What to work on: Resume the essay on musical prejudices in choosing hymn tunes, picking up right after its final sentence.

Musical Prejudices
One goal of this collection is to provide help in overcoming our musical
prejudices. If, as Ralph Vaughan Williams argued, the choice of music for
hymns is a moral decision, or even if it is merely a decision with
moral implications, we need to be prepared to examine the choices we make
(and reject) for those implications. And there are at least two ways by
which moral issues could enter.
- God might ask us whether we had given any thought to the fitness of the
music we used, or whether it had really represented our best effort
in this the sacrifice of New Testament worship.
- If, as some church historians argue, stylistic prejudices have been
responsible for more church divisions than doctrinal differences, God will
ask us whether our insistance on a particular style came at the expense of
the unity of His people; and the way to avoid thoughtless use of a single
style is to thoughtfully explore other styles.
To help expose these prejudices, I've listed some musical prejudices that
have been expressed or practiced within "protestantism," and which the tunes
in this collection have successfully violated. I've marked those which (with
hardly any research) I have found within the traditions of churches of
Christ. Stated baldly, every one of these will be seen to be utterly without
any shred of scriptural justification.
And yet, so long as we allow them to be implicitly followed or stubbornly
asserted, we are helping survey the lines for church division, as well as
cutting ourselves off from any possible benefit from the work in the genre
of "hymn tunes" (which is of all musical genres the most difficult and most
important) of thousands of musicians more skilled than any of us.
For the record, I've also added a list of prejudices beyond the scope of
this historic treatment. These included both deliberate restrictions on these
choices, and limitations imposed by the material from which these choices
were drawn. There is a practical limit to eclecticism; it is not my
intent here to define its boundary so much as to recommend its expansion.
If we learn to overcome prejudices as they are exposed, we will be able to
overcome whichever prejudices impede the unity of the faith with whomever we meet.

Entries from a point-annotation set:
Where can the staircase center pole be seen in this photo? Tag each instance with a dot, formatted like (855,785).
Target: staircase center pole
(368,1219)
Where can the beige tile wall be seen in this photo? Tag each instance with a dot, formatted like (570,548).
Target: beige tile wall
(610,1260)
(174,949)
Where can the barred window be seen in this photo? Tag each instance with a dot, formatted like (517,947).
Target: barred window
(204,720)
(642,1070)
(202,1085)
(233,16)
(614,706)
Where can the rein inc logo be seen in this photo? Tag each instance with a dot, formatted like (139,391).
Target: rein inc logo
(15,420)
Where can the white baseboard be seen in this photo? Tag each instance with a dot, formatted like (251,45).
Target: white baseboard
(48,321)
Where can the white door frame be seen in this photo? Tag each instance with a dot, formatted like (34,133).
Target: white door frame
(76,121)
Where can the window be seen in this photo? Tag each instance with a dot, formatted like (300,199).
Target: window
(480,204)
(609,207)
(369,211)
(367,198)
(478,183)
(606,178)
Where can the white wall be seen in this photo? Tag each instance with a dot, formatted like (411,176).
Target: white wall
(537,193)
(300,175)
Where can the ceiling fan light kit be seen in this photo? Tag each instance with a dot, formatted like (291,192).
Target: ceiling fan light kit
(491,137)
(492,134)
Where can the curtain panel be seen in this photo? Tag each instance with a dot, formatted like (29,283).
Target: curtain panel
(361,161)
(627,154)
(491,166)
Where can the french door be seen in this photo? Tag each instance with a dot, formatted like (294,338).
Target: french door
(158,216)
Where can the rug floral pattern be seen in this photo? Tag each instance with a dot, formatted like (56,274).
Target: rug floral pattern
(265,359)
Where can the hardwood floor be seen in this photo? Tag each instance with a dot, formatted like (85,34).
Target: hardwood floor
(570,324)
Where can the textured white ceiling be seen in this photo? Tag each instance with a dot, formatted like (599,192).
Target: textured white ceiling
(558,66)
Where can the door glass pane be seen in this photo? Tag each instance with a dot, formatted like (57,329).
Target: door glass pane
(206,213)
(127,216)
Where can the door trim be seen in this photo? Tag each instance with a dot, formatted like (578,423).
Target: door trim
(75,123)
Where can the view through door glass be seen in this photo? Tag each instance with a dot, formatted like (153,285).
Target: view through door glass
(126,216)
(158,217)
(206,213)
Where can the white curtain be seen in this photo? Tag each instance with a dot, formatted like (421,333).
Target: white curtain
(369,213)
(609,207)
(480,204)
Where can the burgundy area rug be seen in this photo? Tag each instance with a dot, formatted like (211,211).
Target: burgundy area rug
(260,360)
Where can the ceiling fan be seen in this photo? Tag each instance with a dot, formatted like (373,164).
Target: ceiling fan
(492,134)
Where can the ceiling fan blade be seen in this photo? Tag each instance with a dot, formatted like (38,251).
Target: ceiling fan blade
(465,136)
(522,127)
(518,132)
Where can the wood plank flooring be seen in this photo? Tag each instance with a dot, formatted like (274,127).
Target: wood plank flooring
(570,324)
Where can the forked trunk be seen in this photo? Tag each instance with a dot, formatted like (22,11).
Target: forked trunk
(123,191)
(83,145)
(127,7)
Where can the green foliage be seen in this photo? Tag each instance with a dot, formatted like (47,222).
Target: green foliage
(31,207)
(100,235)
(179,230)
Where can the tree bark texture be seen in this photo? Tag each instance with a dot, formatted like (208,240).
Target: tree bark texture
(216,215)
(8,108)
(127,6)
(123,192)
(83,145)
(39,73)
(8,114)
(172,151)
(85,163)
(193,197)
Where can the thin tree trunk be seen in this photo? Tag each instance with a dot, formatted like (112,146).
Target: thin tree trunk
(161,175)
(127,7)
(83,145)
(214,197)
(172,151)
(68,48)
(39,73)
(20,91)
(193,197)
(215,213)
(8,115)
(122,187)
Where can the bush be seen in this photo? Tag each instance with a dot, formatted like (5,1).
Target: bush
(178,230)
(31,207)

Task answer:
Violated Prejudices
- Printed musical notation with hymns [Alexander Campbell, in early years]
- "Proper" tunes (i.e., tunes used with only one text) [Alexander Campbell,
in early years]
- Four-part harmony
- Minor keys and other musical nodes [Christian Hymns #2 and Sacred
Selections for the Church]
- Hymns with refrains
- Refrains preceded by hymn stanzas
- Hymns in 3/4 ("waltz") time
- Tunes without a regular (dance) beat [almost all of our hymnals]
- Hymns in folk music idiom [Christian Hymns #2 and Sacred
Selections for the Church]
- Old English psalm tunes
- Welsh, German, Hebrew, Asian, Russian, etc., tunes. [nearly any of
our hymnals, on one count or another]
- Florid or melismatic tunes (with more than one note per syllable)
- Repeating tunes (that repeat one or more lines from the stanza)
Prejudices not successfully Violated
- Tunes without regular poetic meter (chants) [most of our hymnals]
- Tunes with free rhythm based on the textual accents of each verse (chants)
[most of our hymnals]
- Unison congregational tunes [completely absent from nearly all our hymnals]
- Antiphonal tunes [nearly any of our hymnals]
- Tunes from Africa, the Hispanic world or American Indians, India, etc.
[nearly all of our hymnals]
- "Common" tunes (that is, tunes used for many hymns in the same meter)
[avoided in most of our hymnals]
Notes
To be fair, it should also be noted that each
of these has either some practical basis or some principled basis in some
imaginable cultural context. We need to understand the practical limits and
the basic principles, in order to come up with our list of taboos -- not to
pass on as "sacred tradition" to our descendants, but to recognize our
own musical limitations, so that we can focus on addressing our own
music-related problems.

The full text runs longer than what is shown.